Dataset items:

■ ■ ■ ■

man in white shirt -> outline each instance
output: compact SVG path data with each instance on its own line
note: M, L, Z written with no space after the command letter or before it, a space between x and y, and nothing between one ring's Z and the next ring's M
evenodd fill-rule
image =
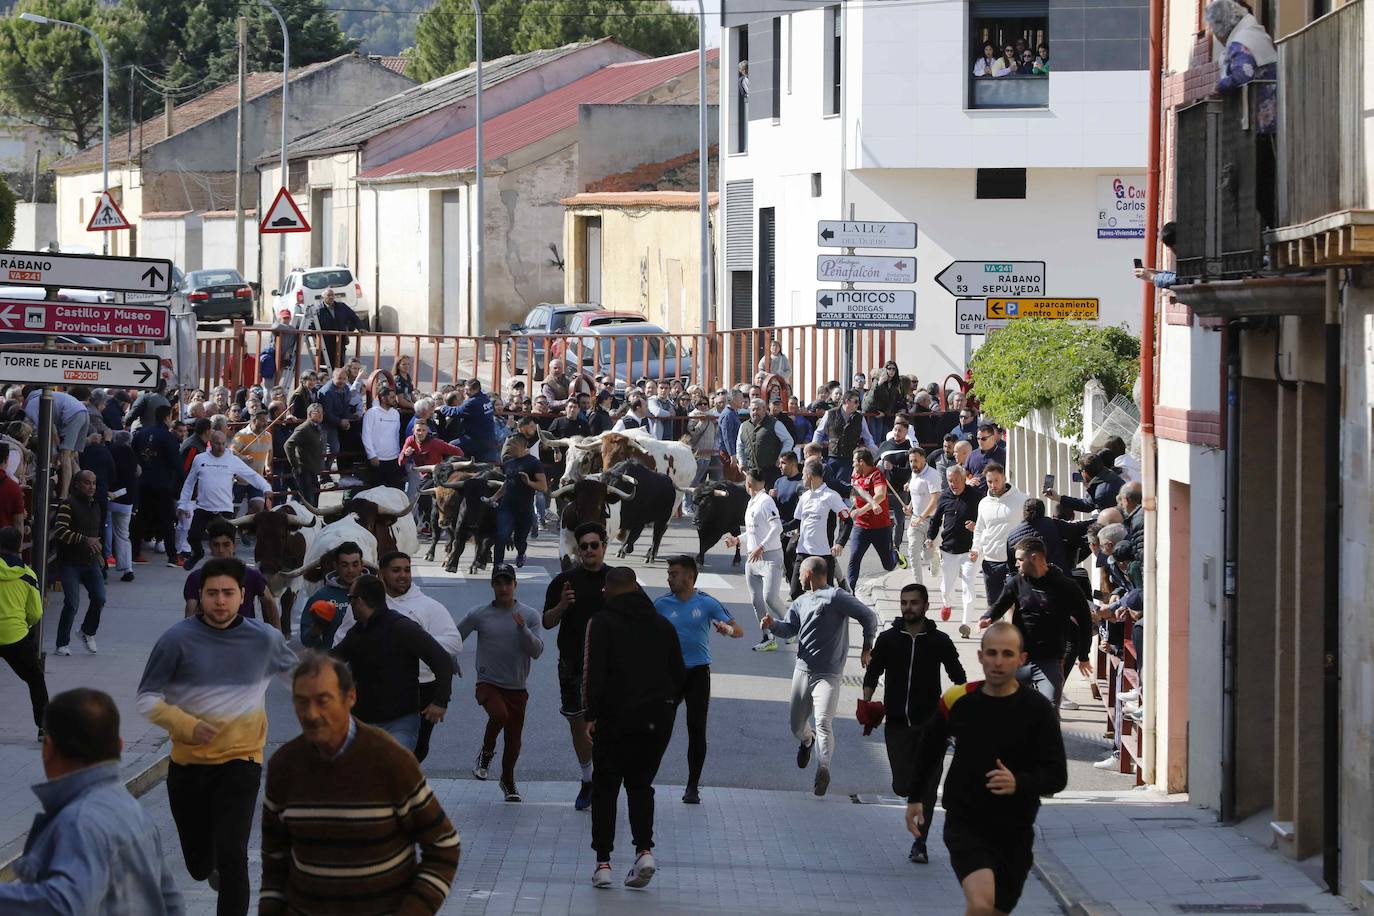
M1007 582L1007 535L1021 524L1026 494L1007 481L1007 469L1000 462L989 461L983 466L988 493L978 503L978 521L973 525L973 550L968 558L983 564L983 585L986 587L988 607L1002 597ZM969 625L959 627L959 635L968 639Z
M272 490L261 474L249 467L242 458L225 448L224 433L210 433L210 448L191 462L191 470L181 485L181 500L177 508L180 518L191 519L187 535L191 554L186 558L190 571L205 556L205 526L215 516L233 518L234 481L256 487L264 493Z
M907 453L907 460L911 465L911 479L906 484L907 492L911 494L911 521L906 528L906 555L911 558L911 574L917 583L924 585L926 564L929 563L930 574L934 576L940 556L940 551L926 549L926 528L940 501L944 481L940 479L940 472L926 461L924 449L912 448Z
M673 408L673 401L668 397L668 384L662 386L653 379L644 383L644 396L649 402L649 431L654 434L655 439L669 438L668 432L672 424L668 418L673 417L677 411Z
M372 484L404 490L405 468L401 457L401 412L396 409L396 392L377 390L377 402L363 414L363 451L372 465Z
M420 591L410 575L410 555L399 550L384 553L377 558L377 570L381 574L382 585L386 587L387 607L420 625L420 628L433 637L445 652L453 658L454 677L462 676L458 667L458 653L463 651L463 636L458 632L458 624L453 615L438 601ZM338 645L353 629L355 623L350 613L334 631L334 645ZM434 672L423 661L420 664L420 688L417 695L416 711L429 706L434 699ZM423 761L429 753L429 736L434 731L434 723L424 716L420 717L420 734L415 741L415 759Z
M825 561L826 580L839 584L835 578L835 558L844 552L840 540L830 536L830 515L835 514L841 525L849 524L849 505L840 494L826 485L825 467L819 458L808 458L802 467L802 491L792 518L797 522L797 558L792 561L791 596L795 601L802 593L802 561L820 557ZM833 540L833 543L832 543Z
M623 433L632 429L644 429L649 423L645 419L648 415L649 410L644 406L644 399L637 395L631 395L629 409L625 411L623 417L615 421L615 426L611 427L611 432Z
M744 487L749 491L749 505L744 510L744 537L727 534L725 546L737 547L741 540L744 541L748 554L744 578L749 583L754 612L760 621L770 615L774 620L781 620L787 615L787 603L778 594L782 585L782 518L773 497L768 495L762 470L746 470ZM777 648L772 632L764 627L763 637L754 646L754 651L775 652Z

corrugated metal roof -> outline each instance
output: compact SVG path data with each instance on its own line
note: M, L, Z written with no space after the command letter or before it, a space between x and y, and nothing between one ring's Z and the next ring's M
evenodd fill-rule
M707 53L714 60L718 49ZM610 64L532 102L488 119L484 153L497 159L577 124L579 105L625 102L696 69L697 52ZM433 175L474 168L477 133L468 129L361 173L359 179Z
M392 73L399 73L401 76L405 76L406 70L410 68L410 58L400 54L369 54L367 59L375 60Z
M696 191L599 191L574 194L559 201L565 207L653 207L659 210L700 210ZM720 203L715 191L706 194L706 206Z
M566 57L574 51L587 48L612 39L599 38L595 41L577 42L561 48L546 48L528 54L508 54L482 64L482 88L491 89L498 83L513 76L519 76L535 67ZM449 73L413 89L397 93L383 99L362 111L356 111L332 124L297 137L286 148L288 158L309 156L330 150L352 149L375 137L383 131L404 124L413 118L451 105L471 96L477 89L477 68L468 67L456 73Z

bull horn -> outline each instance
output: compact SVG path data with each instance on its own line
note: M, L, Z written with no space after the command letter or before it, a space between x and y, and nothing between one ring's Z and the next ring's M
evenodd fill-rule
M461 489L463 489L463 487L462 487L461 484L449 483L447 480L440 481L440 482L439 482L439 487L442 488L442 489L445 489L445 490L461 490ZM431 487L431 488L429 489L428 492L433 493L433 492L434 492L434 488Z
M291 569L291 570L287 570L287 571L284 572L284 573L279 573L279 575L280 575L283 579L295 579L295 578L297 578L298 576L303 576L303 575L305 575L305 574L306 574L307 572L309 572L311 569L317 567L317 566L319 565L319 562L320 562L319 560L316 560L314 563L307 563L305 566L302 566L300 569Z
M573 485L572 485L572 484L568 484L566 487L559 487L557 490L554 490L552 493L549 494L549 496L553 497L554 499L557 499L558 497L562 496L564 493L567 493L568 491L573 490L573 489L575 489L575 488L573 487Z
M254 516L254 515L240 515L238 518L236 518L236 519L234 519L233 521L231 521L230 524L233 525L235 528L242 528L244 525L251 525L251 524L253 524L253 520L254 520L255 518L257 518L257 516Z
M543 442L549 448L569 448L573 445L571 439L545 439Z
M423 489L423 490L420 491L420 495L421 495L421 496L433 496L433 495L434 495L434 491L437 490L437 489L438 489L438 487L427 487L427 488L425 488L425 489Z
M684 487L682 484L678 483L676 480L673 481L673 489L677 490L679 493L682 493L682 494L684 494L684 495L686 495L686 496L691 496L691 495L692 495L692 488L691 488L691 487ZM719 492L719 491L717 491L717 492Z
M726 490L726 489L724 489L724 488L722 488L722 487L714 487L714 488L711 490L711 492L714 493L714 494L716 494L717 496L729 496L729 495L730 495L730 491L729 491L729 490Z
M235 519L235 521L237 521L237 519ZM311 521L313 522L314 519L311 519ZM304 528L305 525L305 519L299 517L295 513L291 513L286 516L286 527L288 528Z
M606 492L607 492L607 493L614 493L616 496L619 496L621 499L634 499L633 496L631 496L629 493L626 493L624 490L617 490L615 487L612 487L612 486L607 486L607 487L606 487Z
M582 449L584 452L592 452L592 451L596 451L597 446L599 446L600 444L601 444L600 442L574 442L574 443L572 444L572 447L573 447L573 448L580 448L580 449Z
M639 481L638 481L638 480L635 480L635 479L634 479L633 477L631 477L629 474L621 474L621 475L620 475L620 479L621 479L621 480L628 480L630 483L634 484L635 486L639 486Z
M505 485L506 485L505 482L504 482L504 481L500 481L500 480L488 480L488 481L487 481L487 486L489 486L489 487L495 487L495 488L498 489L498 490L501 489L502 487L504 487Z
M305 508L309 509L312 515L317 515L320 518L325 518L325 514L323 512L312 506L310 503L306 502L300 496L296 497L296 502L300 503L302 506L305 506Z
M469 458L467 461L451 461L449 463L455 468L470 468L477 462L475 458Z
M587 476L583 477L582 479L583 479L583 480L595 480L597 483L601 483L601 472L600 472L600 471L597 471L595 474L588 474Z
M415 494L415 498L412 499L412 500L410 501L410 505L406 506L406 511L404 511L404 512L402 512L400 515L398 515L397 518L405 518L407 515L413 514L413 513L415 512L415 507L418 506L419 504L420 504L420 494L419 494L419 493L416 493L416 494Z

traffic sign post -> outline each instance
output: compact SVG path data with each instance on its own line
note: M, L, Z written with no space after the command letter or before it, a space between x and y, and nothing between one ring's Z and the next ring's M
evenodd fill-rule
M916 259L821 254L816 256L816 279L845 283L915 283Z
M935 277L951 295L972 299L988 296L1043 296L1044 261L955 261Z
M916 329L916 291L823 289L816 293L816 327L846 331Z
M101 191L100 199L95 202L95 209L91 211L91 220L86 224L87 232L109 232L114 229L132 229L129 221L124 218L124 211L119 209L119 204L115 203L109 191Z
M1058 318L1068 321L1096 321L1096 299L988 299L989 319Z
M916 224L823 219L816 223L816 244L822 248L915 248Z
M0 379L31 385L156 388L158 358L141 353L0 349Z
M0 331L12 334L163 341L167 339L169 315L165 305L0 299Z
M301 213L301 208L296 206L296 199L291 196L291 192L286 188L279 188L277 196L272 201L272 206L267 208L267 215L258 224L259 235L271 235L274 232L309 232L310 224L305 221L305 214Z
M954 303L954 332L977 336L988 332L987 303L982 299L959 299Z
M172 262L165 258L0 251L0 280L15 286L107 289L165 296L172 291Z

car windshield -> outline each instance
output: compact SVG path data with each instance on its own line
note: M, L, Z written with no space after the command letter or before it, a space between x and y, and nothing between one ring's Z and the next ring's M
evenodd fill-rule
M677 344L651 334L635 334L628 337L605 337L600 341L601 362L611 362L611 344L615 344L615 362L623 365L627 358L631 366L640 366L645 359L672 360L677 357Z
M553 318L549 320L550 331L566 331L572 322L573 316L578 312L554 312Z
M193 270L186 276L191 287L201 286L242 286L243 277L237 270Z
M347 286L353 282L353 272L346 267L337 270L312 270L301 278L306 289L324 289L326 286Z

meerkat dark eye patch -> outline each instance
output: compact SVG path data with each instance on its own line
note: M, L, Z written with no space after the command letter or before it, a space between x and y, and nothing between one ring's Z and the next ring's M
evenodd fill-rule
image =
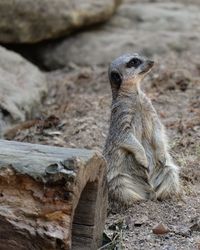
M138 58L132 58L127 64L126 67L127 68L137 68L138 66L140 66L140 64L142 64L142 61Z
M117 72L111 72L110 74L110 80L116 85L120 85L122 83L122 77L119 73Z

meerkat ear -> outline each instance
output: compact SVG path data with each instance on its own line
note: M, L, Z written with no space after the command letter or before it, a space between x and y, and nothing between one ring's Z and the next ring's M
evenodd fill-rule
M122 77L118 72L112 71L110 73L110 81L111 81L111 83L113 83L119 87L122 83Z

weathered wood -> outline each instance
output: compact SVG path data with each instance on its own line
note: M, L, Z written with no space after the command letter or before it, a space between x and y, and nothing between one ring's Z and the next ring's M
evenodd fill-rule
M96 151L0 140L0 249L97 249L105 173Z

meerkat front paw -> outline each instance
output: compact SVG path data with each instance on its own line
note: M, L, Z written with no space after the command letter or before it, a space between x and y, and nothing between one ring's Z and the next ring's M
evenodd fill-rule
M159 163L159 165L161 166L166 166L167 165L167 157L166 154L160 150L156 150L155 152L155 158L156 158L156 162Z
M145 168L145 170L149 171L149 163L146 157L146 154L140 155L135 154L136 161L141 165L141 167Z
M119 147L133 154L133 156L135 157L135 160L143 168L145 168L146 170L149 169L149 162L148 162L144 147L132 134L129 134Z

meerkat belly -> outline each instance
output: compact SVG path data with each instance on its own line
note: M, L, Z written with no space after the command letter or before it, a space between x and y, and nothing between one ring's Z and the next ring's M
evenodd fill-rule
M137 140L144 147L150 172L155 166L154 149L152 145L153 122L152 117L147 110L141 110L132 120L132 132Z
M155 167L155 156L154 156L154 147L153 147L153 122L152 122L152 117L150 115L148 115L147 113L145 113L145 115L143 115L143 130L142 130L142 139L141 139L141 143L145 149L145 153L148 159L148 163L149 163L149 170L150 173L153 172L153 169Z
M141 113L137 113L134 116L134 119L132 120L131 124L131 132L133 135L136 137L136 139L142 144L142 146L145 149L145 153L149 162L149 168L150 171L153 169L155 162L154 162L154 153L153 153L153 148L152 148L152 133L153 133L153 128L152 128L152 122L150 117L146 117ZM134 171L133 174L137 175L143 175L143 172L140 173L141 166L135 161L134 157L132 155L126 155L126 166L131 166L134 165L134 168L131 169L126 169L127 172L132 172Z
M143 134L143 124L142 116L139 113L136 113L132 119L131 133L137 138L139 142L141 142Z

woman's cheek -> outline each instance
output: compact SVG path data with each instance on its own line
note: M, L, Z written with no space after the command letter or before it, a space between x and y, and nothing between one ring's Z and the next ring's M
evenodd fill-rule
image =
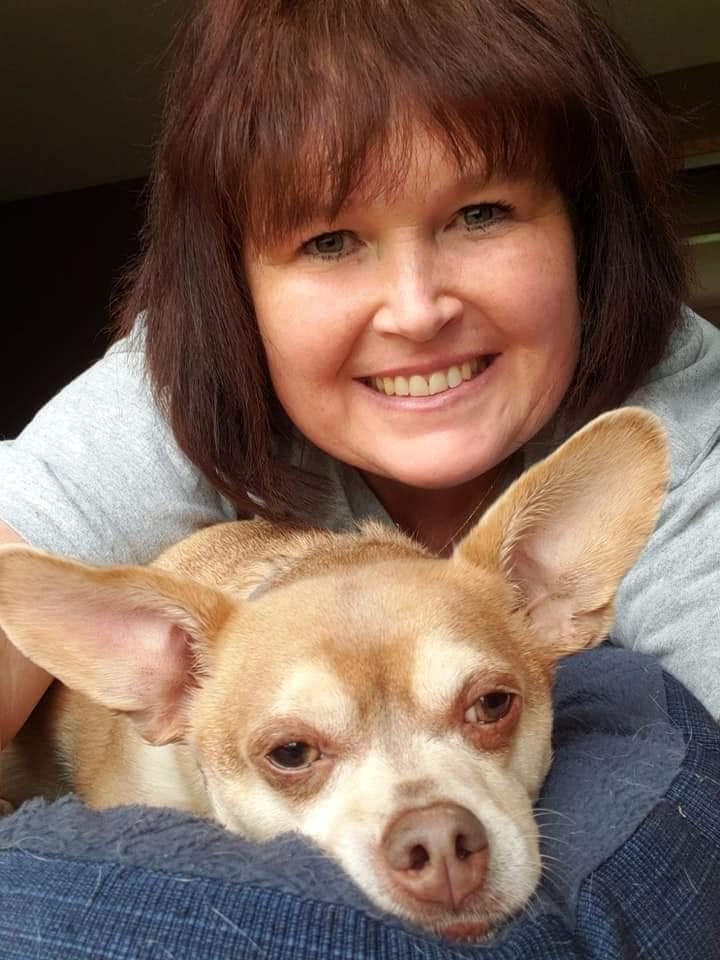
M353 284L337 282L327 273L277 283L271 295L258 298L258 327L273 380L278 365L283 378L290 366L308 380L334 376L362 333L367 308L359 299Z

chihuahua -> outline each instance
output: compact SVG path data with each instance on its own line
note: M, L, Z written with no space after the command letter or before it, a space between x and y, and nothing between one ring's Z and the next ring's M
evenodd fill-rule
M607 635L667 480L659 422L627 408L523 474L448 558L377 523L220 524L148 567L5 547L0 626L61 683L0 758L0 793L45 789L50 738L45 762L93 807L295 831L381 908L483 937L541 875L554 668Z

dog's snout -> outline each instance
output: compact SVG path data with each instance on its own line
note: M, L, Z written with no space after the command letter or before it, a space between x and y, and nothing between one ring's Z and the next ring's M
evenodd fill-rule
M485 883L485 828L465 807L435 803L400 814L382 841L394 881L414 899L457 910Z

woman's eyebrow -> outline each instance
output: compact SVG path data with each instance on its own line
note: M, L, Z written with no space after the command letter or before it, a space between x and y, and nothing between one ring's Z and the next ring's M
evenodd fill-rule
M492 173L488 170L468 170L460 174L450 189L455 190L492 190L498 187L505 187L508 184L517 184L523 177L518 174L502 173L500 171Z

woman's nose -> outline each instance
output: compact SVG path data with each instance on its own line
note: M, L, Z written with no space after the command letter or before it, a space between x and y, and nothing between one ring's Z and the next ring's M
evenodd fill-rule
M388 269L373 319L378 333L424 343L462 313L462 301L438 281L429 257L406 258Z

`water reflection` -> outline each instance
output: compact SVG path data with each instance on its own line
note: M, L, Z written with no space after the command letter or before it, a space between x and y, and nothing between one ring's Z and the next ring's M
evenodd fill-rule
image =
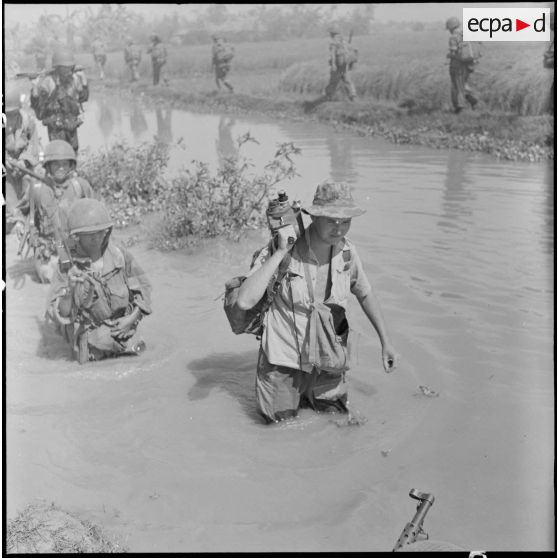
M331 178L338 181L350 181L356 177L353 165L353 142L350 135L340 135L335 130L329 130L326 143L329 150L329 164Z
M99 98L99 129L103 133L105 142L112 135L114 118L110 103L106 97Z
M468 165L470 162L462 151L448 152L446 178L442 191L442 216L437 223L444 233L455 233L458 229L466 230L463 218L472 215L470 202L475 199L475 196L468 188L472 182L466 175Z
M157 117L157 138L163 143L172 143L172 107L158 105L155 108Z
M134 139L139 141L141 136L147 132L147 120L145 119L144 108L140 101L134 101L130 110L130 129L134 134Z
M235 123L234 118L222 115L219 119L218 136L215 141L217 156L219 164L227 157L236 157L238 155L238 148L232 136L232 127Z

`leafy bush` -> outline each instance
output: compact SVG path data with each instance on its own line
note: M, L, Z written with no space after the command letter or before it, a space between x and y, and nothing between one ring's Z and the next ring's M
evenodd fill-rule
M237 140L239 153L247 142L257 143L245 134ZM194 161L163 193L164 220L155 244L176 249L219 235L238 239L244 229L263 226L268 196L275 185L296 175L292 156L299 153L292 143L280 144L260 175L249 174L253 165L240 155L224 159L215 176L207 164Z
M169 146L163 142L130 146L120 141L88 154L78 172L107 204L115 226L124 227L160 209L161 192L168 184L164 177L168 160Z

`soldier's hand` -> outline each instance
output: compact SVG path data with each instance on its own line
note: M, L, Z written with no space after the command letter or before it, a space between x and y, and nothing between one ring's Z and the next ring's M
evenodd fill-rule
M290 251L296 242L296 231L292 225L286 225L277 230L277 248Z
M111 320L111 334L118 341L125 341L134 335L138 323L138 312L134 310L131 314L117 320Z
M71 284L83 283L85 281L85 274L79 267L76 265L72 265L72 267L68 270L68 280Z

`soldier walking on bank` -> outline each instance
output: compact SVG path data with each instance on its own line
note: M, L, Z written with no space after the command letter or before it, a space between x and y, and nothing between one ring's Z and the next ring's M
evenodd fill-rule
M163 69L163 66L167 63L167 49L158 35L151 36L151 46L147 49L147 54L151 54L153 85L159 85L161 79L165 85L168 85L169 80Z
M473 90L469 84L469 77L474 71L475 64L478 62L476 55L466 49L463 43L463 28L461 22L456 17L450 17L446 21L446 29L450 32L449 52L447 57L450 60L449 74L451 80L451 102L456 113L460 113L465 108L465 101L474 110L478 103Z
M211 68L215 70L215 83L217 89L221 90L223 84L231 93L233 86L227 81L227 74L231 69L231 61L234 57L234 47L223 37L213 35L213 47L211 49Z
M126 43L126 48L124 49L124 61L126 62L126 66L130 68L132 81L138 81L138 67L141 62L141 49L138 45L134 44L132 39L128 39Z
M543 55L543 66L549 70L554 70L554 55L556 50L556 37L554 36L554 11L550 12L550 30L552 31L552 42L548 45ZM556 97L555 92L555 81L552 80L552 85L550 86L550 95L548 100L548 112L552 114L554 112L554 99Z
M329 43L329 83L325 89L325 95L328 101L333 98L337 86L342 83L347 91L349 99L354 101L356 98L356 90L353 82L349 77L349 70L356 61L353 57L354 49L345 41L341 31L336 25L332 25L329 29L331 42Z
M75 64L70 50L57 49L52 55L53 69L33 80L30 101L37 118L48 129L48 139L64 140L77 153L77 129L83 123L82 103L89 99L89 86Z

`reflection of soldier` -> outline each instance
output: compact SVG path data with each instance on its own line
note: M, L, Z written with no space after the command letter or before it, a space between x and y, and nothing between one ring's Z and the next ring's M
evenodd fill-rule
M234 47L225 41L223 37L213 35L213 47L211 49L211 68L215 70L215 83L217 89L223 84L231 93L233 86L227 81L227 74L231 69L234 57Z
M451 149L448 152L448 166L446 179L444 181L443 192L443 215L438 221L438 226L444 232L454 234L458 222L468 215L471 215L471 204L474 199L470 189L466 185L470 179L466 176L467 154L458 149Z
M107 53L105 43L101 37L96 37L91 44L91 51L93 52L93 61L99 71L99 78L105 79L105 64L107 62Z
M147 120L145 119L140 103L135 102L132 105L132 111L130 112L130 128L135 139L139 139L141 135L147 131Z
M451 102L455 112L459 113L465 108L465 101L471 105L471 109L478 103L468 83L476 62L464 56L463 29L459 20L456 17L448 18L446 29L451 33L447 54L450 59Z
M343 137L331 130L327 135L327 146L331 164L331 177L334 180L349 180L355 176L353 167L352 138Z
M163 143L172 142L172 107L157 107L155 109L155 115L157 116L157 138Z
M130 68L132 81L138 81L138 68L141 62L141 49L138 45L134 44L134 41L132 41L132 39L128 40L126 48L124 49L124 61L126 62L126 66Z
M236 157L237 146L232 137L234 120L228 116L219 119L219 137L217 138L217 155L220 161L228 157Z
M108 139L114 126L112 110L105 98L99 99L99 128L101 128L105 139Z
M153 68L153 85L159 85L159 80L163 80L165 85L169 84L164 66L167 63L167 49L157 35L151 36L152 44L147 49L147 54L151 54L151 66Z
M132 254L114 244L112 221L97 200L77 200L68 215L72 256L57 270L47 316L80 364L117 355L138 355L145 342L137 328L151 314L151 285Z
M31 107L48 128L48 138L67 141L77 153L81 104L89 99L89 86L85 74L75 71L71 51L57 49L52 55L52 65L53 71L33 80Z
M339 28L332 25L329 28L329 36L331 42L329 43L329 83L326 86L325 94L328 100L333 98L335 90L339 83L345 87L349 99L355 100L356 90L353 82L349 77L349 70L351 69L351 62L349 60L349 45L345 42L343 35Z
M550 12L550 30L552 35L554 35L554 12ZM552 42L548 45L548 48L543 55L543 66L549 70L554 70L554 51L556 50L556 37L552 37ZM554 113L554 97L555 97L555 81L552 80L552 85L550 86L550 98L548 101L548 112Z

■ ■ ■ ■

Exercise objective: Would you please copy every line in the data that contains the word "reflection"?

Written solution:
`water reflection` -> outline each instance
`reflection of soldier` -> outline each instance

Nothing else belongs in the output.